-- Written request --
Shift every bounding-box pixel coordinate in the answers by adding 17 to it, then write out all lines of the records again, requests included. Leave the requests and their sample number lines unchanged.

-- Provided records --
━━━━━━━━━━━━━━━━━━━━

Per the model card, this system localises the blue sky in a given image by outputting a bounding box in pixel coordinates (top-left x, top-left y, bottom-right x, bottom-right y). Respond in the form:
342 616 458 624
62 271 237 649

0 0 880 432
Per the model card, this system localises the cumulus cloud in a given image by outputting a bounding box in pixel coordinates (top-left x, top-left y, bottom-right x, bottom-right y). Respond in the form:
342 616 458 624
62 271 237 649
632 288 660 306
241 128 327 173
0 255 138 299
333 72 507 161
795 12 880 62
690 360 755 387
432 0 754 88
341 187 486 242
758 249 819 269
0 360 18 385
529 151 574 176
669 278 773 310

━━━━━━━━━━━━━━━━━━━━

-- Answer to the problem --
Per the model card, this system localises the blue sky in a given image by outputting a bounding box in pixel coordinates (top-left x, top-left y, bottom-right x, bottom-right y). Respond in the form:
342 616 458 624
62 271 237 649

17 17 897 449
Per the model card, this system localises the cumulus cloud in a given image by outputting a bounding box in pixel coordinates (top-left x, top-left y, bottom-right x, bottom-right y). Respond in the form:
342 616 458 624
62 271 237 649
649 305 677 323
258 145 344 190
17 272 155 316
350 89 524 178
812 29 897 79
707 377 772 404
449 17 771 105
358 204 503 259
775 266 836 286
17 377 35 402
546 168 591 193
686 295 790 327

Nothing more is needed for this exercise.